- **DESCRIPTION OF THE TASK**
Counting only the lines below that contain the word "outline", what is the total? Give it with no other words.

- **RECORDS**
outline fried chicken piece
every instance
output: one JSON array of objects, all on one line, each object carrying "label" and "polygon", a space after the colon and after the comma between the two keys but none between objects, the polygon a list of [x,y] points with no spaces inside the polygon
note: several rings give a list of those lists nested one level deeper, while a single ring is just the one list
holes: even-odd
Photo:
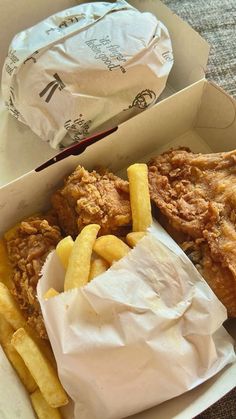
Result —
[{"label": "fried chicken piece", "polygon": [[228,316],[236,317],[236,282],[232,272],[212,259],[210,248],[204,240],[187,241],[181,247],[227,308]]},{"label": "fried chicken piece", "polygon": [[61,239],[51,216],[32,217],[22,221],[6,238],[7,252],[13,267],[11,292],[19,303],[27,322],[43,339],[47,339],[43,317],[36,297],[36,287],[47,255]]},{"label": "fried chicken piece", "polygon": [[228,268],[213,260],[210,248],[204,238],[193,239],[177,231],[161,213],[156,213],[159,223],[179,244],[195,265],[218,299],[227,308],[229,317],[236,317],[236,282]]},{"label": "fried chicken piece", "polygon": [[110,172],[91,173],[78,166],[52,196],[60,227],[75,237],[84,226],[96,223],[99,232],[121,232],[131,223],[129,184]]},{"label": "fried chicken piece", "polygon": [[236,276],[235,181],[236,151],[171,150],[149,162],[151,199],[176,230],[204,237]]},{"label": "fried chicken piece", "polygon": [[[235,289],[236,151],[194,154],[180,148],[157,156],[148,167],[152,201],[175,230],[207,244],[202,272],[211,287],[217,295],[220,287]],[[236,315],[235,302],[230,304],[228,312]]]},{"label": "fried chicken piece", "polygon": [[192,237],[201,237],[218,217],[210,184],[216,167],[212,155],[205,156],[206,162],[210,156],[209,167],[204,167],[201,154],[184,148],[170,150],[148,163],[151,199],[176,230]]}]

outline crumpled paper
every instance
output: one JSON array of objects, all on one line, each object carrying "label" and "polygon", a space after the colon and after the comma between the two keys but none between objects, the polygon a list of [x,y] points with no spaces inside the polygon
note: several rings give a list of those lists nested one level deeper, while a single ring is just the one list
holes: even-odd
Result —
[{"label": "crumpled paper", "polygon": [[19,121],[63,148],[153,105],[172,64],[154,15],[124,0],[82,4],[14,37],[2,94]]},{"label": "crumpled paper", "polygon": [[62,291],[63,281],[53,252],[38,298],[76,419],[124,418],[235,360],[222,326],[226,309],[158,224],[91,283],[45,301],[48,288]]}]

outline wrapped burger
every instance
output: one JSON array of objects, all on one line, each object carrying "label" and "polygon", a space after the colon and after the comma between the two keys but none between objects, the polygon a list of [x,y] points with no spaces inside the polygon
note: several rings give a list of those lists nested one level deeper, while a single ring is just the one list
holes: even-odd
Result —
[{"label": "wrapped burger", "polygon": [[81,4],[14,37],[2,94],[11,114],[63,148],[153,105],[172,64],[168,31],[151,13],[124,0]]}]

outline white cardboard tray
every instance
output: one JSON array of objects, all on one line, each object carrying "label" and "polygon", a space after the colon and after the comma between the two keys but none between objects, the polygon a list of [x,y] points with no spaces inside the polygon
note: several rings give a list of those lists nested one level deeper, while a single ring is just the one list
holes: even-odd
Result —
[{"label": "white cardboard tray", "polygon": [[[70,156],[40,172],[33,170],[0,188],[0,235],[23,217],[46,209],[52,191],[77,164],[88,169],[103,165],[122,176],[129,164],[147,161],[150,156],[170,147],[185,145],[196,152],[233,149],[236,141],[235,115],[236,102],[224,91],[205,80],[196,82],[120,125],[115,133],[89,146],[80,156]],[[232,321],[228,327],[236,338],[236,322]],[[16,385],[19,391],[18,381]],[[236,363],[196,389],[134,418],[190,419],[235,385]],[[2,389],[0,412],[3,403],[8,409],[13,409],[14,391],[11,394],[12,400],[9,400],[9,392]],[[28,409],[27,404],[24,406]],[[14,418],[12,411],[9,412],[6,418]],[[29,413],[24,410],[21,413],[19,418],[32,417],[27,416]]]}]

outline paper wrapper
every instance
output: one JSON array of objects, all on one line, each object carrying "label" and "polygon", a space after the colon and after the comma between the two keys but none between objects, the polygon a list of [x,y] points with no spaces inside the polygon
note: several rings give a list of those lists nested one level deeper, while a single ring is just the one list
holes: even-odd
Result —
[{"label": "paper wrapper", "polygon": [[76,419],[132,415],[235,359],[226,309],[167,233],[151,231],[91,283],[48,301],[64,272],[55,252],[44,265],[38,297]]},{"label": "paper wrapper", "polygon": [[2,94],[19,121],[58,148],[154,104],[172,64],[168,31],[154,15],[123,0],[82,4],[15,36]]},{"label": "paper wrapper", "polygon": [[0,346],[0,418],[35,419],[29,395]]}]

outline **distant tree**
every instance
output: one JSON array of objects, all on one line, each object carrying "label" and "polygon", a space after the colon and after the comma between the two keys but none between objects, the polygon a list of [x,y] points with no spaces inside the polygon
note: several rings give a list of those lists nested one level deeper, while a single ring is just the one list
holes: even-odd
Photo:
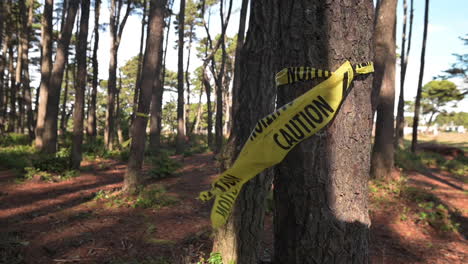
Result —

- **RESULT**
6